Directions
Gather each line of the entries below that includes "query".
┄┄┄┄┄┄
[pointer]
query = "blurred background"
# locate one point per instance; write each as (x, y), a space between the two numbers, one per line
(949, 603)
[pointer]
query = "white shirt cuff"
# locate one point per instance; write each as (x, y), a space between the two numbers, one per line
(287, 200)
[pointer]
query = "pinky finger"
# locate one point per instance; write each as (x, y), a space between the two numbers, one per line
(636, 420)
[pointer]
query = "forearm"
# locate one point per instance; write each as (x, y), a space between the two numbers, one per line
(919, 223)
┄┄┄┄┄┄
Exercise response
query = "blurred background"
query = "white shirt cuff"
query = "pinky finger"
query = "forearm"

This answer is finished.